▶ **Complete the following**:
1/ According to the article on Grand Rapids curbside recycling inspections, what will inspectors leave on a resident's bin?
2/ List every kind of material that the article on Grand Rapids curbside recycling inspections names as OK to recycle.
3/ Continue the article on Grand Rapids curbside recycling inspections from the point where it ends.
Start of Document extract
If I saw someone digging through my recycling I'd probably be weirded out and wonder if it was the police or some kind  of private investigator trying to dig up some dirt... but I also watch too much crime TV.

Starting this month, you might see someone inspecting your recycling at the curb, and it's not because you're under investigation (well, probably not anyway) -- it's a program the City of Grand Rapids is launching to help reduce the amount of contaminated recyclables circulating in the system, MLive reports.

Basically, "curbside inspectors"- with City of Grand Rapids identification- are going to be checking that we're not attempting to recycle things that we shouldn't.

Don't worry, you won't get a ticket or anything, but the inspectors will leave a sticker on your bin instructing you on how you can improve your recycling habits.

The City says "The Recycling Partnership’s Feet on the Street" cart-tagging recycling campaign will start in mid-September with community-wide education and outreach initiatives continuing through mid-November:

The nationally acclaimed Feet on the Street program is intended to increase the amount of quality recyclables – items that are accepted for recycling that are clean, empty and dry. Achieving that quality standard in recycled materials ensures they can circulate back in the recycling system to become new products or packaging while also reducing the amount of nonrecyclables in recycling bins.

Grand Rapids residents can expect to get a postcard in the mail this week explaining more about the program and what should and should not be recycled.

So what's OK to recycle? Paper, cartons, cardboard, metal items such as cans, plastic bottles, jars and jugs, as well as glass bottles and jars.
End of Document extract
Start of Dataset excerpts
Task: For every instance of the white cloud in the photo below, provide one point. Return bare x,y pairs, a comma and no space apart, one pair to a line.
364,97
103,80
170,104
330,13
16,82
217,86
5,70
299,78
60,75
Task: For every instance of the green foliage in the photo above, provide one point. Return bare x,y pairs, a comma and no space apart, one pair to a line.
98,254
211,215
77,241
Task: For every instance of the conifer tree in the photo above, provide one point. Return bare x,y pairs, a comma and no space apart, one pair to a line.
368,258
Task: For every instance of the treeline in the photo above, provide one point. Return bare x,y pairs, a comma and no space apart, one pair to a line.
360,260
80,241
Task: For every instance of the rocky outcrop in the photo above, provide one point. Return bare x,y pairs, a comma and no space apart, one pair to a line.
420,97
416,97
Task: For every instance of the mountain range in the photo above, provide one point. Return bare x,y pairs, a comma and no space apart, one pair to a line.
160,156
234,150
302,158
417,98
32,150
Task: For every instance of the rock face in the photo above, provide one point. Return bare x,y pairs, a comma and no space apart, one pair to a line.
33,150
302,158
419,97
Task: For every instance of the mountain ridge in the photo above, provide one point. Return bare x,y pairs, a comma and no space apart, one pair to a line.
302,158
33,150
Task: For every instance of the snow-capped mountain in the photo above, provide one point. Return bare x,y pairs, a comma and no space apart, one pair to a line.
End of Dataset excerpts
Start of Dataset excerpts
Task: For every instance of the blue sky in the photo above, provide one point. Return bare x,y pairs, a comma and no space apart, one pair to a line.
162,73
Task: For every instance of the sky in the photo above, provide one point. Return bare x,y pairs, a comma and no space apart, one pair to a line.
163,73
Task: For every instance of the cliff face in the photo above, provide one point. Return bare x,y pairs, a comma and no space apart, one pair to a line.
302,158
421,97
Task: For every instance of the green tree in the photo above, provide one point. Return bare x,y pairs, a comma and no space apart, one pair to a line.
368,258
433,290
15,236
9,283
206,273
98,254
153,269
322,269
End of Dataset excerpts
▶ **Answers to the exercises**:
1/ A sticker instructing the resident on how to improve their recycling habits.

2/
- Paper
- Cartons
- Cardboard
- Metal items such as cans
- Plastic bottles, jars and jugs
- Glass bottles and jars

3/
What should we avoid attempting to recycle? Plastic bags or plastic wrap, “tanglers” such as cords, hoses or chains, yard waste, food, shredded paper and liquids.

You can find more on what is and what isn't acceptable recycling material here.

Why is improving our recycling habits important? Well, reducing our waste overall can have a positive impact on our environment. When we don't properly separate our recyclables, the load gets redirected to the Kent County Waste to Energy Facility to be burned. Being better recyclers can also help businesses get materials to make the essential products Michigan needs for our economic recovery from COVID-19-- like toilet paper, food containers, and shipping boxes.

Managing Director of Public Services James Hurt said in a statement,

“Recycling is not only the right thing to do, it’s the smart thing to do – and this program furthers our strategic priority of health and environment. This helps us minimize waste generation and promote waste diversion practices by improving the quality and amount of recycling we collect. We know our residents want to recycle the right way. Through the Feet on the Street campaign, we can provide them customized immediate feedback to do just that.”